Put every nonblank line of the material below into a Markdown table with the columns Row and Line text. Number the rows in order and leave out blank lines.

++++++

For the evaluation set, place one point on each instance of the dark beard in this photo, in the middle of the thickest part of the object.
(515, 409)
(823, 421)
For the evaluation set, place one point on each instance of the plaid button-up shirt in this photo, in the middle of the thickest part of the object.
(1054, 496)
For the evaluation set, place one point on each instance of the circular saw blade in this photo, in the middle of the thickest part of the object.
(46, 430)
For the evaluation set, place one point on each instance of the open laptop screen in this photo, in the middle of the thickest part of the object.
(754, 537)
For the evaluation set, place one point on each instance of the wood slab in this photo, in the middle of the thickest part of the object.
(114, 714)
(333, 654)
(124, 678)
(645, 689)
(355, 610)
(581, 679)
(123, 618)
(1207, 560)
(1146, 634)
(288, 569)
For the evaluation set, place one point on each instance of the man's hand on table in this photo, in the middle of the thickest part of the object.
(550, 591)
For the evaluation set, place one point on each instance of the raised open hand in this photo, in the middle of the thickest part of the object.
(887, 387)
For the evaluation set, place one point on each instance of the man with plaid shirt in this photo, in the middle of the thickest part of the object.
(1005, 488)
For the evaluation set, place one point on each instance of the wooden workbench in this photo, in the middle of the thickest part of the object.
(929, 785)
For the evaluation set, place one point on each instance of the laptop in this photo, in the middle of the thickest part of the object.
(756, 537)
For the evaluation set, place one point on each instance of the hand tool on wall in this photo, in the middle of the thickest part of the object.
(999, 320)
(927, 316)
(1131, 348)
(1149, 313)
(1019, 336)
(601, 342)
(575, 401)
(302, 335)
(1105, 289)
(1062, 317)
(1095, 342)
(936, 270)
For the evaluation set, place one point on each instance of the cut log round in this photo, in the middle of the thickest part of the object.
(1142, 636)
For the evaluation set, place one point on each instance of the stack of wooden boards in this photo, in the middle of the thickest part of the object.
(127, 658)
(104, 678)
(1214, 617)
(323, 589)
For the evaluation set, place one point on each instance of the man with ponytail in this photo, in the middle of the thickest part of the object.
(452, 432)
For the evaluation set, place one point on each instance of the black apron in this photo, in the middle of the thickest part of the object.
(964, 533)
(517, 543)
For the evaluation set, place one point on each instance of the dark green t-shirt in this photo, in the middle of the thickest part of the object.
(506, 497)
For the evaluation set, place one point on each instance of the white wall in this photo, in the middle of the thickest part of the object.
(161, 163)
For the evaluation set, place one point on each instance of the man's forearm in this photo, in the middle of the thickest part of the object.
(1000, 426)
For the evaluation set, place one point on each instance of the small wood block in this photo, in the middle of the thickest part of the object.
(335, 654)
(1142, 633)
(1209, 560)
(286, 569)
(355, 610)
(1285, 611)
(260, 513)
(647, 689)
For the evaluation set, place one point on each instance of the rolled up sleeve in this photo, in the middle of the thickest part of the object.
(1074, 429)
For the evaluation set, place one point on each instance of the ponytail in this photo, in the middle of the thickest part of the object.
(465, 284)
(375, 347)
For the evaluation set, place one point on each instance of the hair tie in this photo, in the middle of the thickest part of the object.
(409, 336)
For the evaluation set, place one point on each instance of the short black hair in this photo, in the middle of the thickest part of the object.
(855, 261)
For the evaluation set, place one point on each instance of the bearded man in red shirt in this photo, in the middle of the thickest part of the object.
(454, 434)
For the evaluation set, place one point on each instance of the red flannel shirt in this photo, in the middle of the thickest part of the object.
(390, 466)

++++++

## WRITTEN RESPONSE
| Row | Line text |
|---|---|
| 1 | For the evaluation set, place one point on each instance of the dark beard in this photo, in the middle of the thickest part of the object. |
| 2 | (515, 409) |
| 3 | (823, 421) |
| 4 | For the evaluation set, place one point on each instance of the plaid button-up shirt in this photo, in the middle of the thickest part of the object. |
| 5 | (1054, 496) |
| 6 | For the evaluation set, place one point on each instance of the circular saw blade in this photo, in the middle of the thickest part of the object. |
| 7 | (46, 430) |
| 8 | For the evaluation set, place one point on each instance of the open laptop screen in this photo, in the middle of the thickest part of the object. |
| 9 | (754, 537) |
| 10 | For the evaluation set, place one point on each instance of the wood slab in this photo, in the middle of the thickest part of the object. |
| 11 | (114, 714) |
| 12 | (333, 654) |
| 13 | (124, 678) |
| 14 | (645, 689) |
| 15 | (355, 610) |
| 16 | (581, 679) |
| 17 | (123, 618) |
| 18 | (1207, 560) |
| 19 | (1146, 634) |
| 20 | (288, 569) |
| 21 | For the evaluation set, place one point on each instance of the man's hand on table in this photo, in the middle of the thickest part of the object. |
| 22 | (550, 591) |
| 23 | For the evaluation set, place one point on each instance of the raised open hand in this photo, in the middle of the thickest part of the object. |
| 24 | (887, 387) |
| 25 | For the evaluation set, place one point on each instance of the man with plaid shirt in this photo, in the middle of the thickest part of the object. |
| 26 | (1005, 488) |
| 27 | For the evaluation set, place one point on each instance of the wooden workbench in this photo, in the middle of the thickest part of the object. |
| 28 | (929, 785) |
| 29 | For the evaluation set, place one point on each instance of the laptop in this photo, in the middle of the thickest part of the object. |
| 30 | (756, 537) |
| 31 | For the evaluation set, place one point on each instance of the hand tool on wall in this photo, in the middle of the thickest part of the object. |
| 32 | (999, 320) |
| 33 | (927, 316) |
| 34 | (1131, 348) |
| 35 | (1149, 313) |
| 36 | (1019, 336) |
| 37 | (601, 342) |
| 38 | (575, 401) |
| 39 | (302, 335) |
| 40 | (1105, 289) |
| 41 | (1062, 317) |
| 42 | (1095, 342) |
| 43 | (936, 270) |
| 44 | For the evaluation set, place one point on each instance of the cut log round in this photo, in the middle of the thickest part of the object. |
| 45 | (1142, 636) |
| 46 | For the evaluation set, place one point on each instance of the stack of wooden boards in this photo, in the middle of the thickest part of the object. |
| 47 | (127, 658) |
| 48 | (104, 678) |
| 49 | (1214, 617) |
| 50 | (323, 589) |
| 51 | For the evaluation set, place one point on each instance of the man with ponytail in this photo, in the middle of the thickest part of the object. |
| 52 | (452, 432) |
| 53 | For the evaluation set, place one point on each instance of the black apron in this photo, in the middle of the thickest part of the object. |
| 54 | (964, 533) |
| 55 | (517, 543) |
| 56 | For the evaluation set, place one point on each instance of the dark green t-shirt in this photo, in the middle of the thickest part of the object. |
| 57 | (506, 497) |
| 58 | For the evaluation set, place one point on each instance of the white wall in this photo, in the middle of the thickest part of the object. |
| 59 | (161, 163) |
| 60 | For the evaluation set, place one point on each instance of the man's forearm in this photo, in the middle of the thickest part of the object. |
| 61 | (1000, 426) |
| 62 | For the evaluation set, place one point on each instance of the small wood block in this photo, in the middle of the thickest part of the object. |
| 63 | (335, 654) |
| 64 | (1142, 633) |
| 65 | (1209, 560) |
| 66 | (286, 569) |
| 67 | (355, 610) |
| 68 | (1285, 611) |
| 69 | (260, 513) |
| 70 | (647, 689) |
| 71 | For the evaluation set, place one point on each instance of the rolled up sleeve in this photo, in the middle of the thickest part of the object. |
| 72 | (1074, 429) |
| 73 | For the evaluation set, place one point on each instance of the ponytail in this photo, in the middle of the thickest part of the object. |
| 74 | (465, 284) |
| 75 | (375, 347) |
| 76 | For the evaluation set, place one point on each instance of the hair tie in this photo, in the middle of the thickest part of the object. |
| 77 | (409, 336) |
| 78 | For the evaluation set, place one point on each instance of the short black hair in this photo, in the middle of the thickest part of the object. |
| 79 | (855, 261) |
| 80 | For the evaluation set, place one point on each instance of the bearded man in red shirt in this photo, in the middle of the thickest part of the object. |
| 81 | (454, 434) |
| 82 | For the evaluation set, place one point on each instance of the red flannel shirt in this photo, in the middle of the thickest part of the object. |
| 83 | (390, 466) |